** Begin GIVEN TEXT **

Young Man Went West: When Westerns Ruled The Screens

Gary Cooper in High Noon (Photo source: Movie Stills DB)

“Hollywood you shaped my life/With a Technicolor carving knife.” So sang Eliot Murphy in a 1974 song. What genre has shaped the cinema more than the Western? When the American frontier was settled in the early 20th century, an era in the country’s history had come to an end. More lands to conquer? Not in the 48 states. The frontier had been tamed, but a legend was born. The West had been won and with it, a thousand stories were ripe for the silver screen.

Even before the rise of the “talkies,” the movie industry discovered the Wild West. The first big star was Tom Mix, who starred in no less than 160 (that’s correct) cowboy films during the Roaring ’20s.

When the talkies and later, color production bloomed, so did the Western. John Ford, a native New Englander, had compiled a string of hit movies before tackling the frontier. John Wayne, his favorite star, had enjoyed only modest success. In 1939, the two teamed up for Stagecoach, the first Western to capture the imagination of the public. It was the beginning of the most successful partnership in Hollywood history. Wayne would appear in 24 of Ford’s films, many of them Westerns. Ford played a major role in shaping Wayne’s screen image. “He’ll be the biggest star ever because he is the perfect ‘everyman,’’” the director confided to friends.

Clint Eastwood in High Plains Drifter (Photo source: Movie Stills DB)

It mattered. During the Depression years, movies, which usually cost only a nickel, became the prime escape route for a nation with millions unemployed. Westerns reminded audiences that the Promise of America was still alive. Which stars are remembered today? Wayne, of course, defined the cowboy for generations of movie goers. As did Gary Cooper. If one film and one scene defined the Western, it would be Cooper as Will Kane in the 1952 film, High Noon, calmly strolling down a dirt-paved Main Street, taking on a group of convicts out for vengeance. Kane was in peril, but his pacifist wife, played by the beauteous Grace Kelly saved the day.

** End GIVEN TEXT **
** Begin RECORDS SHOWN **

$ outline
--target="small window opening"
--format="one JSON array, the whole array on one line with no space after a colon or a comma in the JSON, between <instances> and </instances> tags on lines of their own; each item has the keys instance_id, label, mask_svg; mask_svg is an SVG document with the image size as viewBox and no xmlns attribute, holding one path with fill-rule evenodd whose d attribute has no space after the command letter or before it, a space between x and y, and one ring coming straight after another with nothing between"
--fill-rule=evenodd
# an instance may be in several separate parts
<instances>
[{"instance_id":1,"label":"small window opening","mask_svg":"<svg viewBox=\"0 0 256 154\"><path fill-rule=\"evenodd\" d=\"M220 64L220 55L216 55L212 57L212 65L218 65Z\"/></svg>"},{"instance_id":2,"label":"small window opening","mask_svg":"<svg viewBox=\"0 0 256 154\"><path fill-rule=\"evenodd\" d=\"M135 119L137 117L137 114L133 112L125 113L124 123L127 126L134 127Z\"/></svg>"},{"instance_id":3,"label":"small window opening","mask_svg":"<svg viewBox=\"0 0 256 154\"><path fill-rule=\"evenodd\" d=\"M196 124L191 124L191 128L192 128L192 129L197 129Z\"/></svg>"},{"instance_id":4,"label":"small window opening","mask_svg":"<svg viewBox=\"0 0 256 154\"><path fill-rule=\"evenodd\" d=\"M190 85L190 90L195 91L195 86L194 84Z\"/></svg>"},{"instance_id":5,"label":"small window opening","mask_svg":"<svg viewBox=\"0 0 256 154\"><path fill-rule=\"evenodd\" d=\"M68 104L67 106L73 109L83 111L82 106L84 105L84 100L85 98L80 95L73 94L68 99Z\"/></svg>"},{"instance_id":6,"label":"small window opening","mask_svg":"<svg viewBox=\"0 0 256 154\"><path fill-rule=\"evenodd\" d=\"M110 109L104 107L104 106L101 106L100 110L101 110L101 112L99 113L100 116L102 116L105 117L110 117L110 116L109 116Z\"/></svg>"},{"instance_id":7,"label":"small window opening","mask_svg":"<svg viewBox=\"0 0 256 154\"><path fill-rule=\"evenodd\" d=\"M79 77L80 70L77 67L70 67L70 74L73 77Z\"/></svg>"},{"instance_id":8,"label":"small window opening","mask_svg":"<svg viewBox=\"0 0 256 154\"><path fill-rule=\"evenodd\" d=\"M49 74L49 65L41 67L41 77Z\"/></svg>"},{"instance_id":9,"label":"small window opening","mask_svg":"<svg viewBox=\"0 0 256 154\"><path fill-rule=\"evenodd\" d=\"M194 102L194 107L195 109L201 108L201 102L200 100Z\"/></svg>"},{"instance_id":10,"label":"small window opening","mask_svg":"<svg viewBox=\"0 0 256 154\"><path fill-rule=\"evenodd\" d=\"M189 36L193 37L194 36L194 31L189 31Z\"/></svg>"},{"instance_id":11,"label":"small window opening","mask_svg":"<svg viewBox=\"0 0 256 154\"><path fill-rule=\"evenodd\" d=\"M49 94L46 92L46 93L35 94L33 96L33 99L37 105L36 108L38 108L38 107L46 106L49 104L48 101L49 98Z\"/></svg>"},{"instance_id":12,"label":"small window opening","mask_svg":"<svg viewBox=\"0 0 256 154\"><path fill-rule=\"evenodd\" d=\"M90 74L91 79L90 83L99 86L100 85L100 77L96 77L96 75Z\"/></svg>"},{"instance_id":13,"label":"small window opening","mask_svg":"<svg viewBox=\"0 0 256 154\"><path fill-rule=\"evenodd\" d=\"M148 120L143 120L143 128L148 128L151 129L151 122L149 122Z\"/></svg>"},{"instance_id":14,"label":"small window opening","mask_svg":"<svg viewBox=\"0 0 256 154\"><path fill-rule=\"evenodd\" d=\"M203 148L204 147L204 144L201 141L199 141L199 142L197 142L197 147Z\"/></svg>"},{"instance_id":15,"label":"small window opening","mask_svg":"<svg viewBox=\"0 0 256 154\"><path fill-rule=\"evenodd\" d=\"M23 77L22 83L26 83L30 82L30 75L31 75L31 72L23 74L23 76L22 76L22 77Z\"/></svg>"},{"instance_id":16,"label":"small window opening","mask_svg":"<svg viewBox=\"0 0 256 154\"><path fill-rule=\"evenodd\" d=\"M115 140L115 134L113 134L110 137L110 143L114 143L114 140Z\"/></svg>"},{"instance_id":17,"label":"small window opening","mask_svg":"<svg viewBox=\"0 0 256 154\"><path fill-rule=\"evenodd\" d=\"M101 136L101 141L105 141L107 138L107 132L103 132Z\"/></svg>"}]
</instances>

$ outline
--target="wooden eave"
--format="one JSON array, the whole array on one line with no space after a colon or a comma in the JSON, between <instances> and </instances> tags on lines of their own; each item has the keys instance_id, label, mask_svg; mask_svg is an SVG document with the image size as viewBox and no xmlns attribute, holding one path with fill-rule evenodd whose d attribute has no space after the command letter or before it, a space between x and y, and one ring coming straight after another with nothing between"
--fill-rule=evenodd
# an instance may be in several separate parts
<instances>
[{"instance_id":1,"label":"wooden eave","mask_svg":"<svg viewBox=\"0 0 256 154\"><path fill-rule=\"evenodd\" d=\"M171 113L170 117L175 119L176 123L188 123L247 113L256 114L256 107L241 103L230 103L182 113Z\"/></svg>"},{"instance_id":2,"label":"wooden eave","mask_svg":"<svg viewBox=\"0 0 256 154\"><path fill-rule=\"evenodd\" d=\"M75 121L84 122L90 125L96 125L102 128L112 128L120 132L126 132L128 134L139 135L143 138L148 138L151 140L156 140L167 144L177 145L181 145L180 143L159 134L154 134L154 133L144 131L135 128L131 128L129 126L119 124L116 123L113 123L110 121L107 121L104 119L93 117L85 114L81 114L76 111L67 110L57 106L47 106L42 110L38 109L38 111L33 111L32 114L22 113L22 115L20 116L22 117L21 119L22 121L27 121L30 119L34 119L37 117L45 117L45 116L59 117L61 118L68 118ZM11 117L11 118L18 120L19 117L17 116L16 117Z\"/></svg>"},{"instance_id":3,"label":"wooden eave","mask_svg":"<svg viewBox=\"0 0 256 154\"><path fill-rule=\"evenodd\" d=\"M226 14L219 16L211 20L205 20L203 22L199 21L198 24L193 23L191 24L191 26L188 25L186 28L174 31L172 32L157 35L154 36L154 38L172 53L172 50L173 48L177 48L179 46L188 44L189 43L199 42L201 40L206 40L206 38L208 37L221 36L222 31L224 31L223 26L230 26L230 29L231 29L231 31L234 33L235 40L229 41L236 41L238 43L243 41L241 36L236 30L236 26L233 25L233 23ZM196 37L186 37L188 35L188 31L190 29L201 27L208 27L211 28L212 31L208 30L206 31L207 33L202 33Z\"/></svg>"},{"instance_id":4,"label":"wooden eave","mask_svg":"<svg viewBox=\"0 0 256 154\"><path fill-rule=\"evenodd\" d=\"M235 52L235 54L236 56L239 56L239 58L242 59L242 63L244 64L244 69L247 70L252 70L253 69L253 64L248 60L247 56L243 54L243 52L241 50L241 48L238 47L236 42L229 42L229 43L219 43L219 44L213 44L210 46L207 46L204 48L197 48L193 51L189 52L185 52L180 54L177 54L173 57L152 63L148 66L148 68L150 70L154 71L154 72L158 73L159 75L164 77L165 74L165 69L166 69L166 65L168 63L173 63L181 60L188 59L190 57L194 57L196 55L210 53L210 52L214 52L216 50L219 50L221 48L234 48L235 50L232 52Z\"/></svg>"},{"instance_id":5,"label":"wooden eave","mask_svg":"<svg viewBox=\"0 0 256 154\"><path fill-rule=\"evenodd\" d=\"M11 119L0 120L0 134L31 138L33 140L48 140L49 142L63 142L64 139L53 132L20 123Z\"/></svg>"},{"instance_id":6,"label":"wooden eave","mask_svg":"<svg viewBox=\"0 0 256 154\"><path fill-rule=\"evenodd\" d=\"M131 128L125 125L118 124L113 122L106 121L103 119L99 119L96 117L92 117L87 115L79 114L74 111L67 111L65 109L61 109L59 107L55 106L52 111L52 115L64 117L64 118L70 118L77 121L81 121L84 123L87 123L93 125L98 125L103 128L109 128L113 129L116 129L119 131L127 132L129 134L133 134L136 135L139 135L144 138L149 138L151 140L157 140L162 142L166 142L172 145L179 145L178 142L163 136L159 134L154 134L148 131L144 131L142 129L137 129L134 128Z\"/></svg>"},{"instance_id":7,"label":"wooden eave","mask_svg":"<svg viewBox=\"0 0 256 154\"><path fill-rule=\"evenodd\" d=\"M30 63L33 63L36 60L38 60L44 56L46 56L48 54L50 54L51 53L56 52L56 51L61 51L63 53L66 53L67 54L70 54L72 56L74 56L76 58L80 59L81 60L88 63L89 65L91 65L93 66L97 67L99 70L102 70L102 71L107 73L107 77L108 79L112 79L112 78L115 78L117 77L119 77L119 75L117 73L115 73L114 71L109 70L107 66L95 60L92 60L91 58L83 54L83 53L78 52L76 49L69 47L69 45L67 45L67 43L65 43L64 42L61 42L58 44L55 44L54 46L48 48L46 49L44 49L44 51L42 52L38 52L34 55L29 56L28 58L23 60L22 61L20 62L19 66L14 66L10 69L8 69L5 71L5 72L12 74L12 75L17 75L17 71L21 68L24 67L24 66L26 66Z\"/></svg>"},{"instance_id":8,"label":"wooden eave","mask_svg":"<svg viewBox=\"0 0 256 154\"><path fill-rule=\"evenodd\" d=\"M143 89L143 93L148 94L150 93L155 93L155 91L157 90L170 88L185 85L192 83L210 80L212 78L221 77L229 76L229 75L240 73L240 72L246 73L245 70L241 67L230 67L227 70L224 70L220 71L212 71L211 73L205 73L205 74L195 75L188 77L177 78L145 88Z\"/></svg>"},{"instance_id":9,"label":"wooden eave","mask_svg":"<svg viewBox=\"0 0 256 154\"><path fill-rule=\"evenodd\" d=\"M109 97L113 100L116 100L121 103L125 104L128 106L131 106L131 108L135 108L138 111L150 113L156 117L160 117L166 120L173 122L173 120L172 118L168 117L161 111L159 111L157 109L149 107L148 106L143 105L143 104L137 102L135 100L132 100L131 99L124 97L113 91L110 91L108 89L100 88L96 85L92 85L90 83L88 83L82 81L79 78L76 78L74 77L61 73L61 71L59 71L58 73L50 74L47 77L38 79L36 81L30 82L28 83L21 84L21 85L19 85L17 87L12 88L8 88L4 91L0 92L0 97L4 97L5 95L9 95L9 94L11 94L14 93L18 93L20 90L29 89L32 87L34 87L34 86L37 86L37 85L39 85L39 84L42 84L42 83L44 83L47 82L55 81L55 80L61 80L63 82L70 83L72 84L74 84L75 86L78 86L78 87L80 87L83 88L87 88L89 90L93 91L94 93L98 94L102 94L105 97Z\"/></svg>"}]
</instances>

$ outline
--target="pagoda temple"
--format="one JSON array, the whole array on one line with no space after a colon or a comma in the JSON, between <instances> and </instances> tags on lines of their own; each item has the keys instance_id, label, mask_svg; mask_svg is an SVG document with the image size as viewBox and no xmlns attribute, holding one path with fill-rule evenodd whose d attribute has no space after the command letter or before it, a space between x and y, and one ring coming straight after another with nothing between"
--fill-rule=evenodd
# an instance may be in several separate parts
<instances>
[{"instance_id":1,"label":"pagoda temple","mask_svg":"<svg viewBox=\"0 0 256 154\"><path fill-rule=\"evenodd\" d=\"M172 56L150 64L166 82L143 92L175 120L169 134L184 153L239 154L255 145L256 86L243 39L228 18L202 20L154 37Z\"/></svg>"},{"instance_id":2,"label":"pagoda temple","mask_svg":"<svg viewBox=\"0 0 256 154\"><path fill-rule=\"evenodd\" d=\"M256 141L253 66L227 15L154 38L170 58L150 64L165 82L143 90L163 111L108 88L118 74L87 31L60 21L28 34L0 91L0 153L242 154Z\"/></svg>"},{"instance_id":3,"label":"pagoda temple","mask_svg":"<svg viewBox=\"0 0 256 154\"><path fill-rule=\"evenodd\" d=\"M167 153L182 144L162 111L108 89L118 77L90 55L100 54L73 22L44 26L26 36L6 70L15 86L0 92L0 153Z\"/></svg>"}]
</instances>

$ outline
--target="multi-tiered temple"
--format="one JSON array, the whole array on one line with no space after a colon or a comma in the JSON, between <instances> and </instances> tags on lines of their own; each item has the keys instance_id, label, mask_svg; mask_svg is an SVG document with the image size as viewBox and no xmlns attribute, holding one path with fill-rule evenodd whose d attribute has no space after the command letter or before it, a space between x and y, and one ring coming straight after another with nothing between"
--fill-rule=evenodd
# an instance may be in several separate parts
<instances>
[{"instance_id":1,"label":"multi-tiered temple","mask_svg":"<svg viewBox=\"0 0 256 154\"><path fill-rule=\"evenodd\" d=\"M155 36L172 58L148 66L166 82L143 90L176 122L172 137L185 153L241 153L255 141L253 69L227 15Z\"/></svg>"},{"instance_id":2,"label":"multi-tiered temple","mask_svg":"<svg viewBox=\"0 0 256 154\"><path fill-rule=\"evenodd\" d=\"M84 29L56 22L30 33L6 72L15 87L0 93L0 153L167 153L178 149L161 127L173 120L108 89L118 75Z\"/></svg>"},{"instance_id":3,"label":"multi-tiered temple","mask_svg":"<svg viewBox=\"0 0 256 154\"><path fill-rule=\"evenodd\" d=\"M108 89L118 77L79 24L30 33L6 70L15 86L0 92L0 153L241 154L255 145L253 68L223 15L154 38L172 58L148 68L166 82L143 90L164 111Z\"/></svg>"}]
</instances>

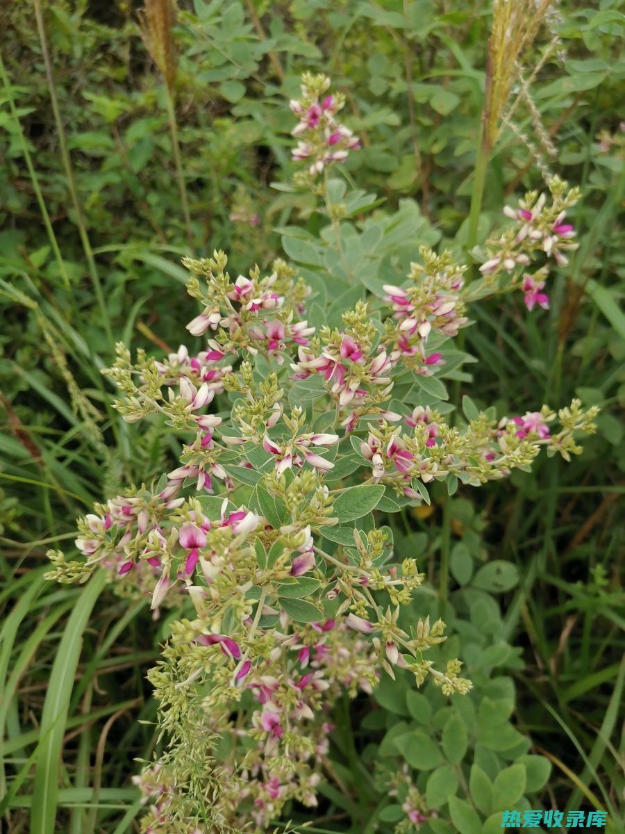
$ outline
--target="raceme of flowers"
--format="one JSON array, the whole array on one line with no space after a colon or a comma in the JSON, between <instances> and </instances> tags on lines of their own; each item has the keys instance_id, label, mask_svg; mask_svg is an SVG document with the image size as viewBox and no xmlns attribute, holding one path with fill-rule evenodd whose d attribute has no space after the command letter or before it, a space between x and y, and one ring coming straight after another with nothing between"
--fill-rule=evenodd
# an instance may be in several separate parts
<instances>
[{"instance_id":1,"label":"raceme of flowers","mask_svg":"<svg viewBox=\"0 0 625 834\"><path fill-rule=\"evenodd\" d=\"M307 76L292 103L322 167L343 157L319 156L322 138L324 153L355 147L335 120L342 99L321 98L326 82ZM538 246L555 255L571 245L562 193L556 183L553 218L543 203L522 208L525 231L499 239L484 280ZM164 421L183 440L179 460L97 504L78 522L79 558L50 551L48 575L85 581L103 569L124 595L148 596L155 617L181 612L148 676L168 745L137 778L152 803L144 831L262 831L291 800L314 806L332 704L383 674L468 691L458 660L437 669L425 659L444 624L406 621L424 576L415 559L393 558L391 530L376 525L429 501L432 481L451 492L501 479L541 447L568 459L581 450L574 434L593 430L597 410L578 400L558 415L544 406L500 420L473 406L454 425L430 405L391 408L398 381L444 370L472 297L448 253L419 254L383 299L358 302L336 328L308 320L311 290L282 260L231 278L222 252L185 259L201 306L188 330L203 349L139 350L133 361L118 345L105 372L122 394L115 407L129 423ZM533 280L523 292L540 304ZM402 796L416 828L428 809L416 789Z\"/></svg>"},{"instance_id":2,"label":"raceme of flowers","mask_svg":"<svg viewBox=\"0 0 625 834\"><path fill-rule=\"evenodd\" d=\"M292 158L306 161L311 178L333 163L343 162L350 151L360 148L358 136L337 118L345 105L345 97L328 93L329 87L330 79L326 76L307 73L302 79L302 97L289 103L291 111L299 118L291 131L298 140Z\"/></svg>"},{"instance_id":3,"label":"raceme of flowers","mask_svg":"<svg viewBox=\"0 0 625 834\"><path fill-rule=\"evenodd\" d=\"M518 208L506 206L504 214L514 221L514 225L503 234L487 242L488 259L480 267L485 276L512 275L522 268L520 289L528 310L537 305L547 309L549 297L544 292L548 276L547 265L533 274L523 271L529 266L538 253L552 258L558 266L568 264L568 253L577 249L572 239L575 229L567 219L567 212L575 205L580 197L578 188L567 190L567 183L558 177L549 182L551 201L547 194L528 192L519 200ZM512 285L519 285L518 277Z\"/></svg>"}]
</instances>

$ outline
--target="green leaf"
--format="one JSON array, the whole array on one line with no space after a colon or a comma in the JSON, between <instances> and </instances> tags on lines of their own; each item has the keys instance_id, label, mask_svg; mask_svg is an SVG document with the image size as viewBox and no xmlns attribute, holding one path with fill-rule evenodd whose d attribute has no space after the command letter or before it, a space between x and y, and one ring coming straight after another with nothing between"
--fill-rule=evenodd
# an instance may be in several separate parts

** End RECORDS SHOWN **

▶ _REQUIRED WORK_
Write out the passage of the Westerns piece word for word, starting with "Even before the" and going on through "the Roaring ’20s.".

▶ _EXERCISE RESPONSE_
Even before the rise of the “talkies,” the movie industry discovered the Wild West. The first big star was Tom Mix, who starred in no less than 160 (that’s correct) cowboy films during the Roaring ’20s.